* Exercise goal
Transcribe the listing in full, excluding any pictures.
___ Source material
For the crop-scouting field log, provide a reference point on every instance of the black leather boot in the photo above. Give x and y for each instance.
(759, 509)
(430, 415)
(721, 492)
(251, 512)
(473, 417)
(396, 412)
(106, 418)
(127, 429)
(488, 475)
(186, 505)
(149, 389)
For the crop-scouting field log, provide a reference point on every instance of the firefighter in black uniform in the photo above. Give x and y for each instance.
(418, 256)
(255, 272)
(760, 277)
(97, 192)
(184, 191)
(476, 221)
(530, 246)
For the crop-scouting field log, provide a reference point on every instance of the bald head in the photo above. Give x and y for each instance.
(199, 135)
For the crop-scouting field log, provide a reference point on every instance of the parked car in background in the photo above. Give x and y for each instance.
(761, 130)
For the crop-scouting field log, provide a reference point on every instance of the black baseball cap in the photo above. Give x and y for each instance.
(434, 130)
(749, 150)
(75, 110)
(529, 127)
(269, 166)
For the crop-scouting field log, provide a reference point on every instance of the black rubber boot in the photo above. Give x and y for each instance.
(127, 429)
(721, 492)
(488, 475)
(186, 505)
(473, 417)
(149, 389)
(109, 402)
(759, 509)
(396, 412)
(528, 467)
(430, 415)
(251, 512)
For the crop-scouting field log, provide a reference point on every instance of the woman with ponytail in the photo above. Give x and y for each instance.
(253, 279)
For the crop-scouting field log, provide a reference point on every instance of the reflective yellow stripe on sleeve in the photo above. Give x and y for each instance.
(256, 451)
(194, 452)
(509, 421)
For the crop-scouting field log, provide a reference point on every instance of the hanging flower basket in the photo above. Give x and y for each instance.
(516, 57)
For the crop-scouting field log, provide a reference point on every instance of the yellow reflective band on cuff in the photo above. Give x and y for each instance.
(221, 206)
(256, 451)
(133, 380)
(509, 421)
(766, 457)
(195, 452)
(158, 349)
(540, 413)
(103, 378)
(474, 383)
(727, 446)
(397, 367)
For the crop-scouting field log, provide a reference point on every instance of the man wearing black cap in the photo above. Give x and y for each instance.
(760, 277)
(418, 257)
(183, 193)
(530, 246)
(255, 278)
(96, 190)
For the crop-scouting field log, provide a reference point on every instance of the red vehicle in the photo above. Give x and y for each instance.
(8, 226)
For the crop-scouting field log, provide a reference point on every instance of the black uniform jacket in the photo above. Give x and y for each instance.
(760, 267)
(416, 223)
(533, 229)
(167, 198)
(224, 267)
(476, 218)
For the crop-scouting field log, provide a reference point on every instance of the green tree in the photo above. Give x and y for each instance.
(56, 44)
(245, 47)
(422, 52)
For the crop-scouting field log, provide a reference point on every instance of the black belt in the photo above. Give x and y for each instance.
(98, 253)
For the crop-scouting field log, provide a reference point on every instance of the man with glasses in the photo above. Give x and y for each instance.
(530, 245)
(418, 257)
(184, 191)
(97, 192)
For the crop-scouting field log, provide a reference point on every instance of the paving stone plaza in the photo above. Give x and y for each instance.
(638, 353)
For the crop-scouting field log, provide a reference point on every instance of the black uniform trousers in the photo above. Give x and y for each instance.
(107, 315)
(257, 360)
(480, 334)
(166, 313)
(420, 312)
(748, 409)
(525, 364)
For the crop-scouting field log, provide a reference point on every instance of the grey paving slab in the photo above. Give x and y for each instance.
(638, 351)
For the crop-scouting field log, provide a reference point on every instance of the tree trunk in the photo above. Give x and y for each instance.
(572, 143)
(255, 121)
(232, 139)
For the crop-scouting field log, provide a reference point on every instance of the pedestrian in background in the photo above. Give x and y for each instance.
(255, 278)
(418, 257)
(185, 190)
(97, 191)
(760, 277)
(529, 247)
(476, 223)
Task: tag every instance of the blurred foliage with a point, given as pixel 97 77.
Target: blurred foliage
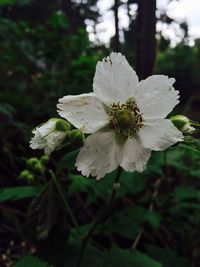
pixel 157 212
pixel 181 62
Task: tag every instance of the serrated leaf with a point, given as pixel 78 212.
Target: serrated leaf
pixel 20 192
pixel 30 261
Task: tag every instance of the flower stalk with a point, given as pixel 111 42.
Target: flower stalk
pixel 100 218
pixel 65 203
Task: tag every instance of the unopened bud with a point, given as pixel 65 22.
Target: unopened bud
pixel 27 175
pixel 35 164
pixel 77 136
pixel 62 126
pixel 44 159
pixel 182 123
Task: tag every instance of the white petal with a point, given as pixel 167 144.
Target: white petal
pixel 99 154
pixel 156 97
pixel 135 156
pixel 83 111
pixel 159 134
pixel 114 80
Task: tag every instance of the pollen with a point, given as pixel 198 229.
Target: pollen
pixel 125 119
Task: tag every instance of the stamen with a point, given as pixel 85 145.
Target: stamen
pixel 125 119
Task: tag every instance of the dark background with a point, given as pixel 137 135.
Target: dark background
pixel 45 53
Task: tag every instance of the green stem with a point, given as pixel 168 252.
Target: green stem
pixel 66 205
pixel 98 220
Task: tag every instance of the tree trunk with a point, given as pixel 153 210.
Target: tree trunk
pixel 146 40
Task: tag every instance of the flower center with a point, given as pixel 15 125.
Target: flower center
pixel 125 119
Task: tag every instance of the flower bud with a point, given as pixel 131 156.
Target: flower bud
pixel 182 123
pixel 77 137
pixel 50 135
pixel 35 164
pixel 44 159
pixel 26 175
pixel 62 125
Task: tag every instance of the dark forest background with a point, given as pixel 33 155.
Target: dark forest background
pixel 45 53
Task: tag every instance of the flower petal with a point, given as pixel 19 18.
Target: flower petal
pixel 114 80
pixel 156 97
pixel 83 111
pixel 99 154
pixel 159 134
pixel 135 156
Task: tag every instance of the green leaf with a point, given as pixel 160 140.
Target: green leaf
pixel 20 192
pixel 129 221
pixel 30 261
pixel 126 258
pixel 185 192
pixel 167 257
pixel 115 257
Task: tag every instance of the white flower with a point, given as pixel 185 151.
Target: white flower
pixel 125 117
pixel 50 135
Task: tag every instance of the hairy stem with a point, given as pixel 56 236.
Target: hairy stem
pixel 99 219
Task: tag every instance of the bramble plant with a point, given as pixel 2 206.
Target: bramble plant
pixel 124 120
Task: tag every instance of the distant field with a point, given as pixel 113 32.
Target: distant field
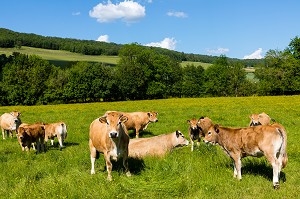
pixel 60 55
pixel 204 173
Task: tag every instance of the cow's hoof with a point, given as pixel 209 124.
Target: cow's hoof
pixel 276 185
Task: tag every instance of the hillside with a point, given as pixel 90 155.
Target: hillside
pixel 11 39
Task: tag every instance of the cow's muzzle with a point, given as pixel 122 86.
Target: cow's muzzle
pixel 113 134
______
* Answer section
For the crop-scouting field log, provide a reference point on every instance of the black leather boot in the photo above. Give x and y for each instance.
(759, 509)
(430, 415)
(721, 492)
(251, 512)
(473, 417)
(396, 412)
(106, 418)
(127, 429)
(488, 475)
(186, 505)
(149, 389)
For the crop-scouting field log, provide a reference point on every instance of the firefighter in black uniform in the photo above. Give x and y for each instance.
(418, 256)
(255, 272)
(760, 277)
(97, 192)
(184, 191)
(476, 221)
(530, 246)
For the crop-scouting field log, provide a reference point on every instance of the bald head in the photo above. Give x and y for each instance.
(199, 135)
For the crop-scouting field log, provide a reference point on every instance of the parked car in background in the photo above. Give x and y for each instance.
(761, 130)
For the crop-scouting field log, provide a reference point on every instance of the black baseball cap in the photo above. Give x and y for each instance.
(434, 130)
(749, 150)
(75, 110)
(529, 127)
(269, 166)
For the crop-scouting field log, provide a reference point on every instance of the black rubber boot in the photo above. Give x and y for each instance.
(127, 429)
(721, 492)
(488, 475)
(186, 505)
(473, 417)
(149, 389)
(109, 402)
(759, 509)
(396, 412)
(528, 467)
(430, 415)
(251, 512)
For the crop-scouting field log, provide a reference point on every instance of the woman with ponytail in the photo above. Give x and y for each instance.
(253, 279)
For the crop-scouting field log, provide a reference point on every instance of the reflective yellow stripe on sleeve in the photo above. Give x and y for each instance.
(256, 451)
(194, 452)
(509, 421)
For the crop-scouting field log, provide a reference point on every instance of the hanging flower basket in the photo above. Give x and y for each instance.
(516, 57)
For the crop-scouting field log, provide a reference point on every instance of the yellow reflective band on cuff in the photo above. Give x and y for each instance.
(221, 206)
(256, 451)
(133, 380)
(509, 421)
(766, 457)
(195, 452)
(158, 349)
(540, 413)
(103, 378)
(474, 383)
(727, 446)
(397, 367)
For the crop-scouting field log, provide a reference point on every instance of the man wearing black cap in the photo above. Give x and y for each instance.
(760, 277)
(418, 257)
(183, 193)
(530, 246)
(255, 278)
(96, 190)
For the crop-scouting field log, provide a reference point on every instance of the red vehicle in the photo above. Give x and y for each instance.
(8, 226)
For the crop-scouting field log, provide a reference point on every instance of the black uniform jacket in the photo above. Give x and y for each instance.
(760, 267)
(416, 223)
(533, 229)
(167, 198)
(224, 267)
(476, 218)
For the crop-scouting field log, provide a reference point on every instance of the green tree in the photo above. Give x and y for each instance.
(56, 44)
(245, 47)
(422, 52)
For the crop-scouting field log, provide a reference point on every instance of the black belt in the photo above. Give x and y for each instance.
(98, 253)
For the crop-scouting field log, provide a reference point on every instance of the man with glasses in the photo above. Give x and y for each instance.
(530, 245)
(418, 257)
(184, 191)
(97, 192)
For the crop-scouting field log, provide a reference point on every instance of the paving stone plaza in the photo above. Give x and y for each instance.
(638, 353)
For the crop-scouting field log, provide a reference point on every instance of the black uniform trousers in the photo above. Give x and y for each instance.
(107, 315)
(257, 360)
(480, 334)
(166, 313)
(420, 312)
(748, 409)
(525, 364)
For the crop-scouting field log, provide a reference point on every instance of the grey paving slab in the photo above. Give x and y for each instance.
(638, 351)
For the crop-scouting field log, provide a reference point on every instance of the tree trunk in the photo above. Give x and y for each instance.
(572, 143)
(255, 121)
(232, 139)
For the crop-scouting field log, provide a reference point on every instance of the pedestrian in background in the photo above. Give x and y for each instance.
(255, 278)
(418, 257)
(185, 190)
(97, 191)
(760, 277)
(529, 247)
(476, 223)
Task: tag every instance of the blurred foliage with a point, given as pixel 97 77.
Target: blurred foliage
pixel 157 212
pixel 181 62
Task: tag every instance of the serrated leaf with a point, given as pixel 78 212.
Target: serrated leaf
pixel 20 192
pixel 30 261
Task: tag every instance of the flower stalk with a point, given as pixel 111 42.
Target: flower stalk
pixel 100 218
pixel 65 203
Task: tag every instance of the unopened bud with a point, given as pixel 65 22.
Target: unopened bud
pixel 27 175
pixel 35 164
pixel 77 136
pixel 62 126
pixel 44 159
pixel 182 123
Task: tag every instance of the white petal with a point, given as pixel 167 144.
Target: white petal
pixel 99 154
pixel 156 97
pixel 135 156
pixel 83 111
pixel 159 134
pixel 114 80
Task: tag every instance of the pollen with a point, given as pixel 198 229.
Target: pollen
pixel 125 119
Task: tag every instance of the stamen with a point, given as pixel 85 145.
Target: stamen
pixel 125 119
Task: tag every instance of the dark background with a point, given as pixel 137 135.
Target: dark background
pixel 45 53
Task: tag every instance of the green stem with a point, given as pixel 168 252.
Target: green stem
pixel 66 205
pixel 98 220
Task: tag every instance of the tree trunk with a point, given as pixel 153 210.
Target: tree trunk
pixel 146 40
Task: tag every instance of the flower center with a point, given as pixel 15 125.
Target: flower center
pixel 125 119
Task: tag every instance of the flower bud with a point, given as pixel 131 156.
Target: flower bud
pixel 182 123
pixel 77 137
pixel 50 135
pixel 35 164
pixel 44 159
pixel 26 175
pixel 62 125
Task: tag every instance of the dark forest background with a point, given as pixel 33 155.
Target: dark forest background
pixel 45 53
Task: tag every instance of the flower petal with a point, given as pixel 19 18.
Target: flower petal
pixel 114 80
pixel 156 97
pixel 83 111
pixel 99 154
pixel 159 134
pixel 135 156
Task: tag every instance of the green leaf with a point, given as pixel 160 140.
Target: green leaf
pixel 20 192
pixel 129 221
pixel 30 261
pixel 126 258
pixel 185 192
pixel 167 257
pixel 115 257
Task: tag every instance of the white flower with a point, given as pixel 185 151.
Target: white flower
pixel 125 117
pixel 50 135
Task: tag every instance of the hairy stem with a point, given as pixel 56 236.
Target: hairy stem
pixel 99 219
Task: tag every instance of the bramble plant with a point, given as pixel 2 206.
Target: bramble plant
pixel 124 120
Task: tag every instance of the distant field with a point, given as pixel 113 32.
Target: distant field
pixel 60 55
pixel 204 173
Task: tag every instance of the cow's hoof with a point, given as pixel 209 124.
Target: cow's hoof
pixel 276 185
Task: tag every instance of the hillside with a point, given as pixel 90 155.
Target: hillside
pixel 11 39
Task: tag every instance of the cow's muzzle with a point, given as pixel 122 86.
Target: cow's muzzle
pixel 113 134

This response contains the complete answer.